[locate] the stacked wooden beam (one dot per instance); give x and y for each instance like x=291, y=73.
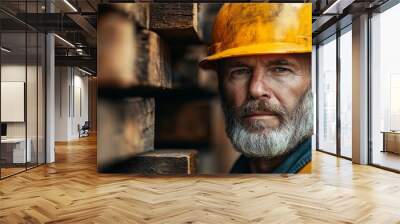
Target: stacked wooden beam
x=134, y=66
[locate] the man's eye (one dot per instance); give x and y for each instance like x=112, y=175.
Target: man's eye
x=240, y=72
x=280, y=70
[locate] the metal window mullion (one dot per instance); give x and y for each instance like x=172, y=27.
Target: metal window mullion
x=317, y=96
x=338, y=94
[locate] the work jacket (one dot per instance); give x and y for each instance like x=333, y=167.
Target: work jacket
x=298, y=161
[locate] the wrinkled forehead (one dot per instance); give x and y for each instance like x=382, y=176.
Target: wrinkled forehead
x=299, y=61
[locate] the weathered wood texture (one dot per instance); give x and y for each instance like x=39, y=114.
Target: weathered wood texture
x=159, y=162
x=126, y=128
x=129, y=56
x=176, y=21
x=182, y=123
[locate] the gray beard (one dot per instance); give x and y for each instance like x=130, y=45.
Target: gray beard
x=293, y=129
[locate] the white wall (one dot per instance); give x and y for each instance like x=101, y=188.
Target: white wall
x=71, y=93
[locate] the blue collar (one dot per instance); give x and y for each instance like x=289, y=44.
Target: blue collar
x=294, y=161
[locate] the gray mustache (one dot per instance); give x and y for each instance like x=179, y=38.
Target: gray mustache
x=257, y=106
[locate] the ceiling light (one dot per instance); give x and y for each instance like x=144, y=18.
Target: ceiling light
x=65, y=41
x=5, y=50
x=337, y=7
x=70, y=5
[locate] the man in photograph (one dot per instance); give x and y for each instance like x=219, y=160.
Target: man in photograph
x=262, y=54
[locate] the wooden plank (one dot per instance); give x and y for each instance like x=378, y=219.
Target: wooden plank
x=125, y=128
x=130, y=57
x=159, y=162
x=176, y=21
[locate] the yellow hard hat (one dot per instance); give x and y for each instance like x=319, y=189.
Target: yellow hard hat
x=242, y=29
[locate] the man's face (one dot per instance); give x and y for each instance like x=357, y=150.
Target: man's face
x=265, y=98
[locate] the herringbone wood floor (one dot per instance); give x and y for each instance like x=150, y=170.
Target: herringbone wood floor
x=71, y=191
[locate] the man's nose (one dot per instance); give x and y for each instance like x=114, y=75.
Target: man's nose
x=259, y=85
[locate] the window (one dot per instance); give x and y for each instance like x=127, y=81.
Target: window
x=327, y=96
x=385, y=88
x=346, y=92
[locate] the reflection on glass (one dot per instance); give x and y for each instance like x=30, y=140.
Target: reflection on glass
x=31, y=100
x=14, y=152
x=385, y=84
x=346, y=94
x=327, y=96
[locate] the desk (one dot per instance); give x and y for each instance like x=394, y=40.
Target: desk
x=391, y=141
x=13, y=150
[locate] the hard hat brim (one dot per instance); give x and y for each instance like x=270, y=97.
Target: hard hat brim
x=256, y=49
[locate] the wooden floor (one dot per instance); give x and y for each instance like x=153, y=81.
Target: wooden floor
x=71, y=191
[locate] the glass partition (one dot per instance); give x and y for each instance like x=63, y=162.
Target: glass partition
x=385, y=89
x=327, y=96
x=22, y=107
x=346, y=93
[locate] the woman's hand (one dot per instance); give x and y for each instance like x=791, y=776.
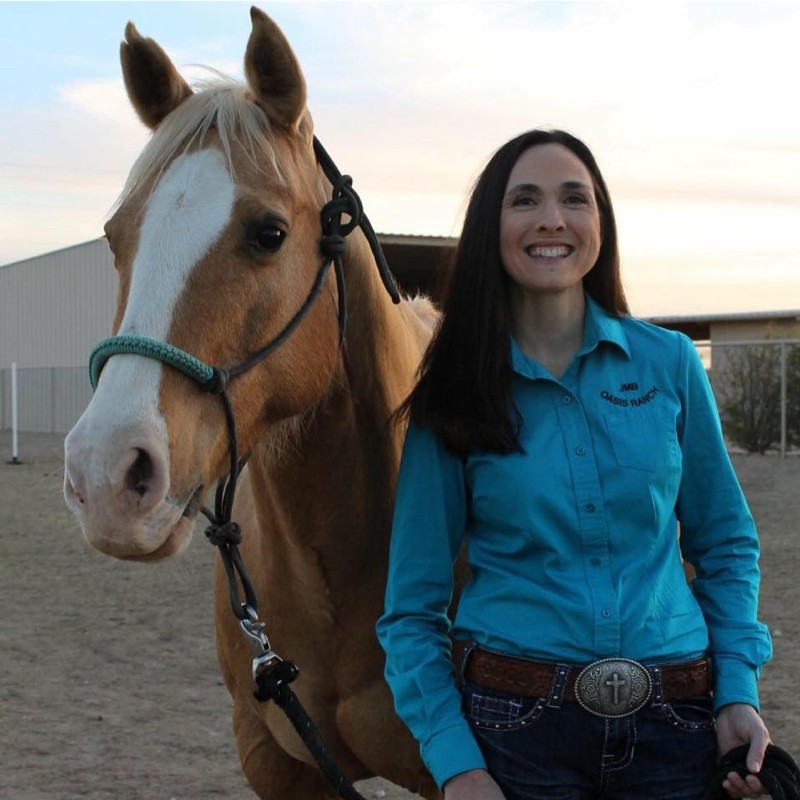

• **Work instructions**:
Write out every line of the entries above as a JSON list of strings, one string per line. Skip blank lines and leave out the pictures.

• **Result**:
[
  "[locate] the stacked wooden beam (one dot per instance); give x and y for each instance like x=291, y=73.",
  "Target: stacked wooden beam",
  "x=134, y=66",
  "[locate] the man's eye (one dot per instance); give x and y for each instance like x=112, y=175.",
  "Target: man's eye",
  "x=240, y=72",
  "x=280, y=70",
  "[locate] the metal window mullion (one dot per instance); give x and y for each instance like x=172, y=27.",
  "Target: metal window mullion",
  "x=317, y=96",
  "x=338, y=94",
  "[locate] the work jacket (one dot per instance); give x and y for each instance like x=333, y=167.",
  "Target: work jacket",
  "x=298, y=161",
  "[locate] the wrinkled forehead (one dot per instance); give x and y for each instance like x=382, y=176.",
  "Target: wrinkled forehead",
  "x=299, y=61",
  "[locate] the weathered wood texture (one dot per instance); give x and y for each instance like x=39, y=114.",
  "Target: weathered wood texture",
  "x=159, y=162",
  "x=126, y=128",
  "x=129, y=56",
  "x=176, y=21",
  "x=182, y=123",
  "[locate] the gray beard (one dot per instance); give x and y for each instance like x=130, y=45.",
  "Target: gray beard",
  "x=293, y=129",
  "[locate] the white wall (one dot per instance); give x and y for each instance like x=101, y=188.",
  "Target: white wall",
  "x=71, y=93",
  "[locate] the blue collar (one dot per instance); give x and y for each instance like x=289, y=44.",
  "Target: blue collar",
  "x=294, y=161",
  "[locate] the gray mustache (one dot per instance); give x and y for each instance like x=179, y=38.",
  "Target: gray mustache",
  "x=257, y=106",
  "[locate] the ceiling light (one dot per instance); give x and y for each instance like x=144, y=18.",
  "Target: ceiling light",
  "x=65, y=41",
  "x=5, y=50",
  "x=337, y=7",
  "x=70, y=5",
  "[locate] the man in photograph (one dot per instance); give x and y for each instance like x=219, y=160.",
  "Target: man in photograph",
  "x=262, y=54",
  "[locate] the wooden plank (one dot per instance); give x and y for each instance like x=378, y=219.",
  "Target: wooden plank",
  "x=125, y=128",
  "x=130, y=57",
  "x=159, y=162",
  "x=176, y=21",
  "[locate] the yellow hard hat (one dot per instance); give x and y for each instance like x=319, y=189.",
  "Target: yellow hard hat",
  "x=242, y=29",
  "[locate] the man's face (one dot per instance); give x and y for each instance like x=357, y=150.",
  "Target: man's face",
  "x=265, y=98",
  "[locate] the herringbone wood floor (one dot per instance); give x and y for each instance like x=150, y=170.",
  "Target: herringbone wood floor",
  "x=71, y=191",
  "[locate] the man's nose (one dot per instance); give x and y for each instance like x=114, y=75.",
  "Target: man's nose",
  "x=259, y=85",
  "[locate] the window (one dot per instance); give x and y for each instance like x=127, y=81.",
  "Target: window",
  "x=327, y=96",
  "x=385, y=88",
  "x=346, y=92",
  "[locate] the reflection on glass (one dot per instance); give x and y for each instance like x=30, y=140.",
  "Target: reflection on glass",
  "x=31, y=100",
  "x=14, y=152",
  "x=385, y=84",
  "x=346, y=94",
  "x=327, y=96",
  "[locate] the desk (one dot per instance); give x and y for each instance like x=394, y=40.",
  "Target: desk",
  "x=391, y=141",
  "x=13, y=150",
  "[locate] the hard hat brim (one dot per instance); give x and y for each instance like x=270, y=97.",
  "Target: hard hat brim",
  "x=256, y=49",
  "[locate] the wooden floor (one dot per instance); give x and y for each instance like x=153, y=81.",
  "Target: wooden floor",
  "x=71, y=191",
  "[locate] the glass partition (one dot per instance); give x and y for each instance like x=63, y=162.",
  "Target: glass partition",
  "x=385, y=89",
  "x=327, y=96",
  "x=22, y=107",
  "x=346, y=93",
  "[locate] the woman's hand (one dot per instance); give x and y for each instance like x=791, y=776."
]